#### What you will do:
Repeat the material exactly, every line of it.

Pointing records:

Begin

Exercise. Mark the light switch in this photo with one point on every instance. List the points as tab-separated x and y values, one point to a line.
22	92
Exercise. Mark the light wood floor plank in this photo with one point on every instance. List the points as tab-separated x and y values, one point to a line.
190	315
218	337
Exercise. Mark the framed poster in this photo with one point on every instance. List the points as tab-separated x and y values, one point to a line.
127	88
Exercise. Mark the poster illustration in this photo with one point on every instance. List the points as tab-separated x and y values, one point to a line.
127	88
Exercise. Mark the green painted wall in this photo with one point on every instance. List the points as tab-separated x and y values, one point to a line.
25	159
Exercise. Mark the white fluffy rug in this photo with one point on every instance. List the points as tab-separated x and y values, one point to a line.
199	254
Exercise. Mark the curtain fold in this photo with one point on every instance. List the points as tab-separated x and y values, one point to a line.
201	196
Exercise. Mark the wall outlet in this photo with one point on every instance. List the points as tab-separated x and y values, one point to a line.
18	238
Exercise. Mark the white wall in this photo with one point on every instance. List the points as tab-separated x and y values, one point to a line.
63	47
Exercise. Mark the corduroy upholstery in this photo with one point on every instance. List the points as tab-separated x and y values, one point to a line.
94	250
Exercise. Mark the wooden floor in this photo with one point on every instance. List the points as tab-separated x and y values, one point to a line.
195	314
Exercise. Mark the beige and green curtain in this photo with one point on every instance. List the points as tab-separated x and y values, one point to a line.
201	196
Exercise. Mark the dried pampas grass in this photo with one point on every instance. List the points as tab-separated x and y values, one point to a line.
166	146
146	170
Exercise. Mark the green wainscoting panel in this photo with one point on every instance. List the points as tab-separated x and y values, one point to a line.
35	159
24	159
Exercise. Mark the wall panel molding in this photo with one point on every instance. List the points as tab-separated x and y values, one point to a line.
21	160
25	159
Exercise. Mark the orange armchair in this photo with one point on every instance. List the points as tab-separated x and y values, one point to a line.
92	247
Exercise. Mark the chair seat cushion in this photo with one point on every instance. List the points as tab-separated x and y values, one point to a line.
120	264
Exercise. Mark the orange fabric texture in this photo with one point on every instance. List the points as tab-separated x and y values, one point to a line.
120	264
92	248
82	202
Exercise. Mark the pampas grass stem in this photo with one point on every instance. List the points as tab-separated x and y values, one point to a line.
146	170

End

#### Exercise response:
Exercise. Mark the light switch in this photo with one point on every instance. List the points as tab-separated x and y values, one point to a line.
22	92
Exercise. Mark the light wood floor plank in this photo with one point on every instance. List the points as tab-separated x and y values, one point to a line.
190	315
218	337
Exercise. Mark the framed poster in this photo with one point on every instance. List the points as tab-separated x and y values, one point to a line.
127	88
Exercise. Mark the poster illustration in this photo with one point on every instance. List the points as tab-separated x and y values, one point to a line.
127	88
Exercise. Mark the green painted wall in this photo with one point on every instance. List the points as tab-separated x and y values, one point to a line.
25	159
Exercise. Mark the white fluffy rug in this photo with one point on every instance. List the points as tab-separated x and y values, one point to a line.
199	254
Exercise. Mark the curtain fold in this photo with one point on every instance. List the points as tab-separated x and y values, one point to a line.
201	196
Exercise. Mark the wall outlet in this photo with one point on every instance. List the points as tab-separated x and y values, one point to a line.
18	238
Exercise. Mark the white wall in this photo with one point on every instance. List the points as tab-separated x and y values, one point to a line.
63	47
Exercise. Mark the corduroy upholstery in this photo with one point on every instance. List the points as tab-separated x and y values, one point to a line.
94	250
Exercise. Mark the wooden floor in this photo with one point on every instance. List the points as tab-separated x and y values, one point to a line.
195	314
Exercise. Mark the beige and green curtain in this photo with one point on every instance. List the points as tab-separated x and y values, one point to a line.
201	196
Exercise. Mark the dried pampas grass in this photo with one point on every instance. List the points as tab-separated x and y values, one point to a line.
166	146
146	170
Exercise. Mark the green wainscoting panel in this photo with one point on every instance. List the points as tab-separated x and y values, one point to a line.
35	159
24	159
Exercise. Mark the wall panel molding in this photo with one point on every instance. List the points as tab-separated x and y values, one point to a line.
21	160
25	159
Exercise. Mark the orange armchair in this photo with one point on every instance. List the points as tab-separated x and y values, one point to a line.
92	247
Exercise. Mark the chair seat cushion in this photo with one point on every instance. List the points as tab-separated x and y values, one point to a line.
120	264
Exercise. Mark the orange fabric texture in this photo with one point on every instance. List the points as tab-separated x and y values, one point to a line.
120	264
92	248
82	202
Exercise. Mark the pampas grass stem in this photo with one point on every instance. List the points as tab-separated x and y values, one point to a line.
146	170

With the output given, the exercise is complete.